Dataset content =
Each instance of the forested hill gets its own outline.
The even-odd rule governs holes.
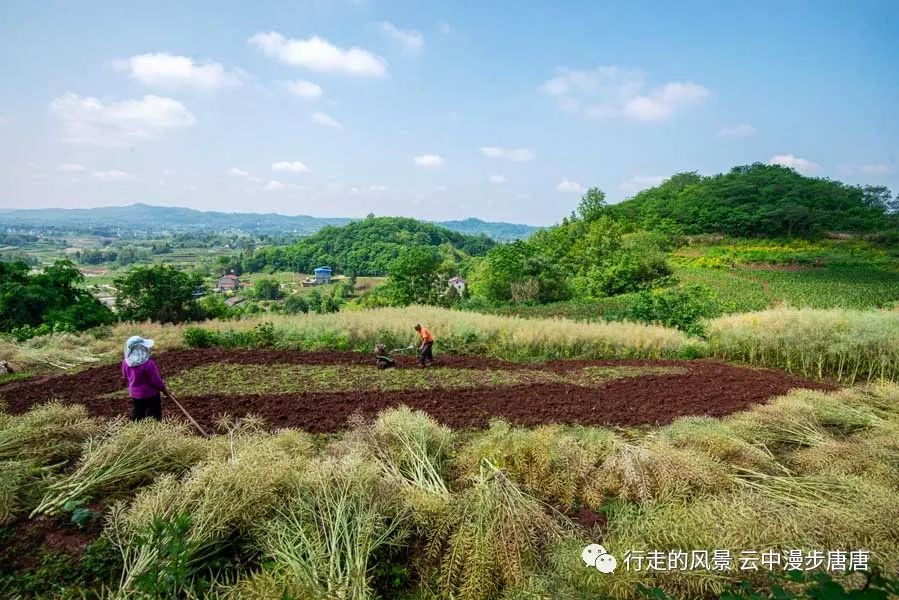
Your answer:
[[[457,258],[481,256],[495,244],[485,235],[465,235],[415,219],[368,217],[343,227],[325,227],[292,246],[257,250],[244,258],[243,268],[309,273],[315,267],[328,265],[340,273],[384,275],[391,261],[406,248],[440,248],[447,257]]]
[[[680,173],[609,211],[638,227],[778,237],[886,229],[895,219],[887,212],[896,204],[884,187],[849,186],[756,163],[711,177]]]
[[[194,210],[175,206],[104,206],[99,208],[43,208],[0,210],[0,229],[54,228],[78,232],[178,233],[215,231],[266,234],[309,235],[328,225],[346,225],[352,219],[322,218],[277,213],[227,213]],[[480,219],[437,223],[452,231],[469,235],[484,234],[498,241],[523,239],[537,227],[514,223],[495,223]]]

What to produce =
Give each record above back word for word, but carry over none of the pictures.

Exercise response =
Each instance of the forested hill gets its own outline.
The even-odd rule governs holes.
Your answer:
[[[457,258],[481,256],[495,244],[485,235],[465,235],[415,219],[368,217],[343,227],[325,227],[292,246],[257,250],[244,258],[243,268],[309,273],[315,267],[328,265],[340,273],[384,275],[391,261],[406,248],[440,248],[447,257]]]
[[[680,173],[609,211],[638,227],[778,237],[886,229],[895,219],[887,212],[896,204],[884,187],[849,186],[756,163],[711,177]]]
[[[194,210],[175,206],[104,206],[99,208],[43,208],[0,210],[0,229],[54,228],[78,232],[178,233],[215,231],[266,234],[309,235],[328,225],[346,225],[352,219],[322,218],[277,213],[227,213]],[[480,219],[437,223],[452,231],[469,235],[484,234],[498,241],[523,239],[537,227],[514,223],[495,223]]]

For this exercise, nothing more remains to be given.